§ Materials provided
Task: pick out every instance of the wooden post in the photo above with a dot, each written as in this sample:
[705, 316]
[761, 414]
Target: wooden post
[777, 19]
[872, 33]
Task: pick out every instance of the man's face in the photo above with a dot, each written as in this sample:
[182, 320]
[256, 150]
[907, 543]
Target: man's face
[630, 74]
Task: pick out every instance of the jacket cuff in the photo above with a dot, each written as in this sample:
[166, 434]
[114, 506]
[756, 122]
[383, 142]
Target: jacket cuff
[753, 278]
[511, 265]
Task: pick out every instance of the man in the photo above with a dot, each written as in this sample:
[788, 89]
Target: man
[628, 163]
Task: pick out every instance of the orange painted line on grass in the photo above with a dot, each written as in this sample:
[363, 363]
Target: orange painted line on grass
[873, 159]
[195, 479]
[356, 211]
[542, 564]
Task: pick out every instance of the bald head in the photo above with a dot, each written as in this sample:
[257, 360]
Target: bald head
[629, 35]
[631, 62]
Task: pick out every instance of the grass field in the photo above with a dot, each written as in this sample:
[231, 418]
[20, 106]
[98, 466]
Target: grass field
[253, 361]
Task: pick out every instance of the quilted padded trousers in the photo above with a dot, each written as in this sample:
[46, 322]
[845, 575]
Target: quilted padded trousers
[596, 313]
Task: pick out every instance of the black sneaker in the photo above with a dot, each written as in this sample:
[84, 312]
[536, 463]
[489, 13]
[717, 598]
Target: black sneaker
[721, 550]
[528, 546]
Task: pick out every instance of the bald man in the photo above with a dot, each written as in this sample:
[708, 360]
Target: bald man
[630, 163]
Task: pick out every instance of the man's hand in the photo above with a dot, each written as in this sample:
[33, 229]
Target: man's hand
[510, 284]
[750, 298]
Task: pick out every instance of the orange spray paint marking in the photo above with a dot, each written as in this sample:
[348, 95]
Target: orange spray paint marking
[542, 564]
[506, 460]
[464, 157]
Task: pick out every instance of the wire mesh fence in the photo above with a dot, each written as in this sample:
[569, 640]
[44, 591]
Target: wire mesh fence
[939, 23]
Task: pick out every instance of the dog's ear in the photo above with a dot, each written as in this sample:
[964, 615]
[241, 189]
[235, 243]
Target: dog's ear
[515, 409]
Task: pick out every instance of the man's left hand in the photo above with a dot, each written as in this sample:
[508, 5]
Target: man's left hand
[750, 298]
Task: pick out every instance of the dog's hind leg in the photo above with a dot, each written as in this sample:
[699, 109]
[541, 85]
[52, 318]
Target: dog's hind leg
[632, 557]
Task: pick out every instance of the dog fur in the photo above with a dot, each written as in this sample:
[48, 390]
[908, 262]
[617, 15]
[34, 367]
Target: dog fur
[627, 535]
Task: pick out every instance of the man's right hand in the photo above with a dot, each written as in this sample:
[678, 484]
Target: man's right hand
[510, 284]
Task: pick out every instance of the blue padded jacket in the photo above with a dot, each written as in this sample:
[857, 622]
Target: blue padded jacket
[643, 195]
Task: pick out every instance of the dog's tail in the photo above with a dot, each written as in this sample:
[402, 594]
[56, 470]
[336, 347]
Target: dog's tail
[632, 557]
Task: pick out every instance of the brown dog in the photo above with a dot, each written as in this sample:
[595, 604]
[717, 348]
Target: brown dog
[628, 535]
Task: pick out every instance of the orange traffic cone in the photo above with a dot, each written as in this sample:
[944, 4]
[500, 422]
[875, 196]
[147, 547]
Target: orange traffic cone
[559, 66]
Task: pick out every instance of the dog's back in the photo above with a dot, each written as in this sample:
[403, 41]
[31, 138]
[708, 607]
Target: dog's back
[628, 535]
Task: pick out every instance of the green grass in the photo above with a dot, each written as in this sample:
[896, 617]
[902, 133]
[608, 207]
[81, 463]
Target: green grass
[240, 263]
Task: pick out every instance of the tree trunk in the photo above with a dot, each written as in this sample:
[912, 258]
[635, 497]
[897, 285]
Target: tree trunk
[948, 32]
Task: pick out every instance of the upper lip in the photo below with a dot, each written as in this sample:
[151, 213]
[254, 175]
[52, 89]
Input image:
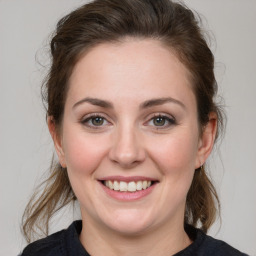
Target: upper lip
[127, 178]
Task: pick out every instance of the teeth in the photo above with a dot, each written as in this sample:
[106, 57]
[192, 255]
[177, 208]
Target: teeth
[131, 186]
[123, 186]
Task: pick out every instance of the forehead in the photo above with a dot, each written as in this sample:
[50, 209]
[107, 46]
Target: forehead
[133, 67]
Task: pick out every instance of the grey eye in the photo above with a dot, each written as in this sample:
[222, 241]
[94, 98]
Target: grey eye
[159, 121]
[97, 121]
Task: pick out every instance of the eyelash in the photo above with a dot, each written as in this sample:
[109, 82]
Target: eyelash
[85, 121]
[171, 121]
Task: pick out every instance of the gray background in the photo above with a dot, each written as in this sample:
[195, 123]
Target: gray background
[25, 145]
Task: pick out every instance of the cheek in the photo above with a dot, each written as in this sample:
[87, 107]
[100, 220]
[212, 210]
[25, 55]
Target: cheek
[176, 154]
[83, 152]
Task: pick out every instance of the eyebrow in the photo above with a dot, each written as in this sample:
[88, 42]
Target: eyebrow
[160, 101]
[96, 102]
[146, 104]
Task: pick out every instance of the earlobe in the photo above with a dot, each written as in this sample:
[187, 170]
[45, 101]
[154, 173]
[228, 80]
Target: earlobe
[207, 140]
[56, 140]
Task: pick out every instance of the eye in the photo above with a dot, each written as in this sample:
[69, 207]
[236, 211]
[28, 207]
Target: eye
[94, 121]
[161, 121]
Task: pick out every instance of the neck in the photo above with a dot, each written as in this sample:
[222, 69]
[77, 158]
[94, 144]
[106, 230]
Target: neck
[160, 241]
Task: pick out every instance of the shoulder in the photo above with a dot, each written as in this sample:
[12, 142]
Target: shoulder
[215, 247]
[206, 245]
[49, 246]
[62, 243]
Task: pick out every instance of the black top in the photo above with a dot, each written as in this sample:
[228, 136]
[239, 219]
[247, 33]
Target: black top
[67, 243]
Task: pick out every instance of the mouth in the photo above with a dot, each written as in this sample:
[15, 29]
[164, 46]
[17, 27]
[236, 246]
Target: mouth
[131, 186]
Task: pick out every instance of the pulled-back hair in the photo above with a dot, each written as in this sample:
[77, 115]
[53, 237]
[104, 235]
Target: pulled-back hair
[103, 21]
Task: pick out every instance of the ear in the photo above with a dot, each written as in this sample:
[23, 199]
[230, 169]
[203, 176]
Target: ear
[207, 139]
[56, 140]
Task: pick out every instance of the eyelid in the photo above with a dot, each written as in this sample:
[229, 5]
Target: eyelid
[168, 117]
[84, 120]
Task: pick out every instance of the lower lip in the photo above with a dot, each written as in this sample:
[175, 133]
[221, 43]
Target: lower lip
[128, 196]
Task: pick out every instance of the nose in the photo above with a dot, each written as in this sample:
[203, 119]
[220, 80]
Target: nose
[127, 149]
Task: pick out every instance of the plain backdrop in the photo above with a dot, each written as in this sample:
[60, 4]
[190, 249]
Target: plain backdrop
[26, 147]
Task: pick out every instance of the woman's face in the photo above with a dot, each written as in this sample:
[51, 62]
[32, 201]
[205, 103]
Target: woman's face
[130, 123]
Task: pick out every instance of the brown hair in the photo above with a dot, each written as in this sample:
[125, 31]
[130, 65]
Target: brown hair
[100, 21]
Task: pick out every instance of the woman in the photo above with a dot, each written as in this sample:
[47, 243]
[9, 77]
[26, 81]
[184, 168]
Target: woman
[132, 115]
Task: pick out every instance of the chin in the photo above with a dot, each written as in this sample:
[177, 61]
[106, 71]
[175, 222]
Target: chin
[131, 222]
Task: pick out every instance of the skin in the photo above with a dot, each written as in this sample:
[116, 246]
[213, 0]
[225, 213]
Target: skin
[130, 143]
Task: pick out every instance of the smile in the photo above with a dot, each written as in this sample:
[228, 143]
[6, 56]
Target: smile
[131, 186]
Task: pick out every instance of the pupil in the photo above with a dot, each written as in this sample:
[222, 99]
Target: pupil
[97, 121]
[159, 121]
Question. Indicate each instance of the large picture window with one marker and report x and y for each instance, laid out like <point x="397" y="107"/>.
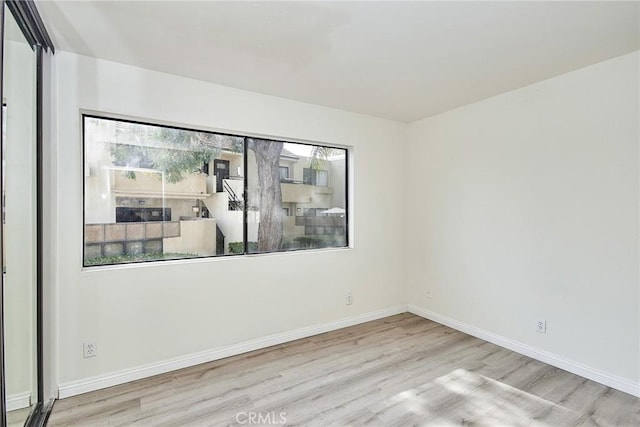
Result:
<point x="154" y="192"/>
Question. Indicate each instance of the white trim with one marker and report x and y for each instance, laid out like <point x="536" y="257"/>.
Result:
<point x="585" y="371"/>
<point x="18" y="401"/>
<point x="120" y="377"/>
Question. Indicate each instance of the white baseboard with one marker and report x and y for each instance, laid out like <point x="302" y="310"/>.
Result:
<point x="18" y="401"/>
<point x="115" y="378"/>
<point x="588" y="372"/>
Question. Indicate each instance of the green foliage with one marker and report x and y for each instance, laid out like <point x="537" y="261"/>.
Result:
<point x="127" y="258"/>
<point x="175" y="152"/>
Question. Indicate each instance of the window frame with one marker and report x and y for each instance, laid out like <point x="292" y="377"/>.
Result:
<point x="84" y="114"/>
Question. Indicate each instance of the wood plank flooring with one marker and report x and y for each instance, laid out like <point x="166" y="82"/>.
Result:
<point x="398" y="371"/>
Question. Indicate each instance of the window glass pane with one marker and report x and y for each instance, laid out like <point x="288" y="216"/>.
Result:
<point x="284" y="172"/>
<point x="318" y="210"/>
<point x="154" y="192"/>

§ Task
Task for the records above: copy every line in which the word "window" occurs.

§ Reply to the task
Question. Indicate each instance of the large picture window with one marker and report x and y for each instance, laid out like <point x="397" y="107"/>.
Question. Indicate each instance of the window frame with one marker and report x and y for each instance, laid out like <point x="292" y="377"/>.
Question. Indicate each instance of the window glass pane with one marker and report x and y for each instance, laid out like <point x="288" y="216"/>.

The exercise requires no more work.